#### Task instructions
1. According to the article on the VSS Unity test flight, what maximum altitude did the spaceliner reach?
2. Reproduce the passage of the VSS Unity article that starts at the words "Virgin's VSS Unity" and stops after "postflight statement yesterday.".
3. Carry on writing the article about the VSS Unity test flight from the point where it ends.

#### Text shown
:::

Virgin's VSS Unity suborbital spaceliner soared to a maximum altitude of 51.4 miles (82.7 kilometers) during a rocket-powered test flight over California's Mojave Desert yesterday (Dec. 13).
The milestone marked the first U.S.-based crewed trip to the final frontier since NASA grounded its space shuttle fleet in July 2011. And it was the first spaceflight ever by a private vehicle designed to carry commercial passengers. (By one measure, anyway: Though many people place the boundary of outer space 62 miles, or 100 km, up at the "Karman Line," the U.S. Air Force awards astronaut wings to personnel who reach an altitude of 50 miles, or 80 km.) [In Photos: Virgin Galactic's SpaceShipTwo Unity Soars to Space]
"Today, we have shown that Virgin Galactic really can open space to change the world for good," Virgin Galactic founder Sir Richard Branson said in a postflight statement yesterday.
"We will now push on with the remaining portion of our flight test program, which will see the rocket motor burn for longer and VSS Unity fly still faster and higher towards giving thousands of private astronauts an experience which provides a new, planetary perspective to our relationship with the Earth and the cosmos," he added. "This is a momentous day, and I could not be more proud of our teams who together have opened a new chapter of space exploration."
VSS Unity is designed to carry six passengers, two pilots and scientific experiments on brief trips to suborbital space. Virgin Galactic is selling seats on the vehicle for $250,000 apiece.
Yesterday's flight carried no passengers, just pilot Mark Stucky and co-pilot Frederick "C.J." Sturckow. But, given the mission's success, the first commercial flights of VSS Unity may be coming quite soon. And don't be surprised if another company officially gets into the space-tourism business at about the same time as Virgin.
Blue Origin, the spaceflight company run by Amazon.com founder Jeff Bezos, is developing its own reusable suborbital system called New Shepard, which has already aced multiple uncrewed test flights. Blue Origin plans to start selling tickets to ride New Shepard next year, company representatives have said (though they have yet to disclose the price).

:::

#### Raw data

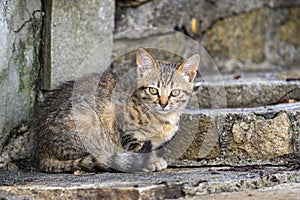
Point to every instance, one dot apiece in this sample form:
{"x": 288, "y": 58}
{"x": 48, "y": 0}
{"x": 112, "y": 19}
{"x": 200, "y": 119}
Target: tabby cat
{"x": 87, "y": 130}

:::

#### Outputs in order
1. 51.4 miles (82.7 kilometers)

2.
Virgin's VSS Unity suborbital spaceliner soared to a maximum altitude of 51.4 miles (82.7 kilometers) during a rocket-powered test flight over California's Mojave Desert yesterday (Dec. 13).
The milestone marked the first U.S.-based crewed trip to the final frontier since NASA grounded its space shuttle fleet in July 2011. And it was the first spaceflight ever by a private vehicle designed to carry commercial passengers. (By one measure, anyway: Though many people place the boundary of outer space 62 miles, or 100 km, up at the "Karman Line," the U.S. Air Force awards astronaut wings to personnel who reach an altitude of 50 miles, or 80 km.) [In Photos: Virgin Galactic's SpaceShipTwo Unity Soars to Space]
"Today, we have shown that Virgin Galactic really can open space to change the world for good," Virgin Galactic founder Sir Richard Branson said in a postflight statement yesterday.

3.
And then there's orbital spaceflight. Two other American companies, SpaceX and Boeing, hold multibillion-dollar NASA contracts to fly astronauts to and from the International Space Station (ISS). SpaceX will use its Falcon 9 rocket and Crew Dragon capsule, while Boeing will do the job with its CST-100 Starliner capsule and United Launch Alliance (ULA) Atlas V rockets. [Crew Dragon and Starliner: A Look at the Upcoming Astronaut Taxis]
Crew Dragon is scheduled to launch on its first uncrewed test mission to the ISS on Jan. 17, and Starliner should do the same in March, if current schedules hold. If everything goes well on those flights, SpaceX will fly a crewed test mission to the orbiting lab in June, and Boeing will follow with a similar flight in August.
Bringing these two vehicles fully into service will be a very big deal: For the past 7.5 years, NASA and all other space agencies have been dependent on Russian Soyuz spacecraft and rockets to ferry their astronauts to and from orbit. So, a serious issue with a Soyuz could theoretically cut off access to the ISS for long stretches, until the problem gets identified and fixed.
Indeed, NASA, Russia and other ISS partners grappled with the possibility of a lengthy stand-down earlier this fall, after a Soyuz rocket malfunctioned during a crew launch to the orbiting lab.
These fears didn't come to pass, of course. The passengers on that Oct. 11 flight, NASA's Nick Hague and cosmonaut Alexey Ovchinin, made a safe emergency landing on the steppes of Kazakhstan about 20 minutes after liftoff. The cause of the anomaly was quickly traced to a bent sensor on one of the rocket's strap-on boosters, and the Soyuz returned to crewed flight with a picture-perfect launch toward the ISS on Dec. 3.
NASA is developing its own crewed spaceflight system, which is designed to help astronauts get to the moon, Mars and other deep-space destinations. The key pieces are the Orion capsule and a gigantic new rocket called the Space Launch System (SLS).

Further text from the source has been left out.